*** Extracted material ***

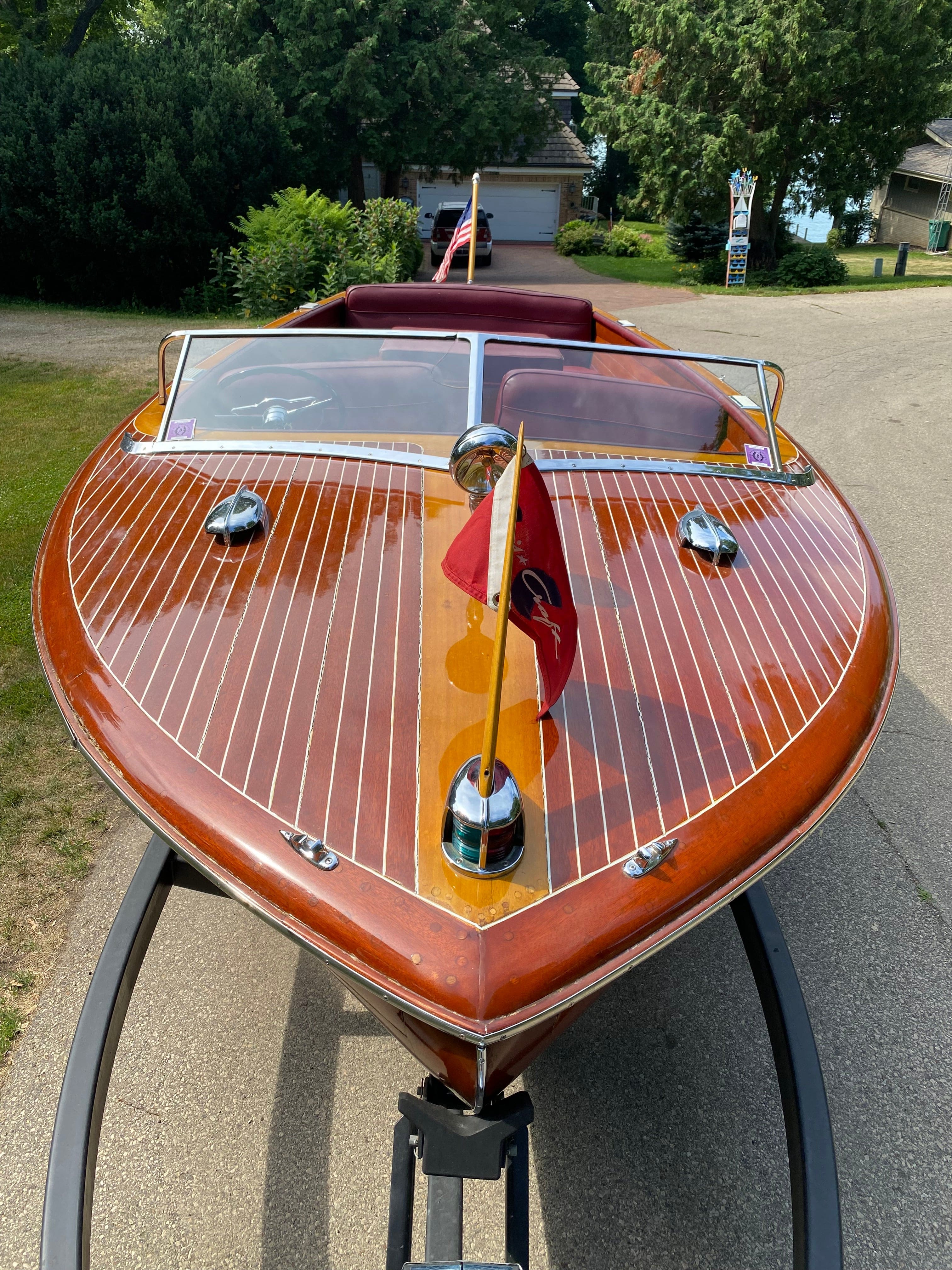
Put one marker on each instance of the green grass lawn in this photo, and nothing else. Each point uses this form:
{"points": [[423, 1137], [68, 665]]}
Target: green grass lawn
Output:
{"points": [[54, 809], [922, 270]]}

*** End of Extracted material ***
*** Extracted material ***

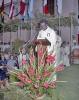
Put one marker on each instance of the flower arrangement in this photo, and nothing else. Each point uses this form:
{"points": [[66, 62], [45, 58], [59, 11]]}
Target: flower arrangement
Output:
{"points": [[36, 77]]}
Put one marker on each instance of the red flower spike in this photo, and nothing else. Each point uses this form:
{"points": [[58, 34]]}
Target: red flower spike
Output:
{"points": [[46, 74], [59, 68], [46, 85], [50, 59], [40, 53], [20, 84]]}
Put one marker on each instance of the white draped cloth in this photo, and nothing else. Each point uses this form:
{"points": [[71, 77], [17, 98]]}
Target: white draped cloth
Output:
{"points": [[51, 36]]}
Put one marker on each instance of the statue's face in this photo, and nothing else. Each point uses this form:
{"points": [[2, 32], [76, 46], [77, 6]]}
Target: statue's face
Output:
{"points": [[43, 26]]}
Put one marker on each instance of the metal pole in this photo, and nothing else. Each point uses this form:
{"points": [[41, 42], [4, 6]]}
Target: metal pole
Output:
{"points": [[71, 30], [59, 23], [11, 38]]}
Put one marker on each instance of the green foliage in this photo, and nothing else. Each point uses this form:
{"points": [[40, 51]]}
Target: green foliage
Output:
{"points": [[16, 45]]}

*** End of Extracted material ***
*** Extracted material ***

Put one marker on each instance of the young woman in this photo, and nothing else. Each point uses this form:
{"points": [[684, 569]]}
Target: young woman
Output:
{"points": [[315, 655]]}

*** End of Extracted material ***

To do.
How many lines in the records hold the string "marker"? The number alone is the answer.

Solution to the exercise.
8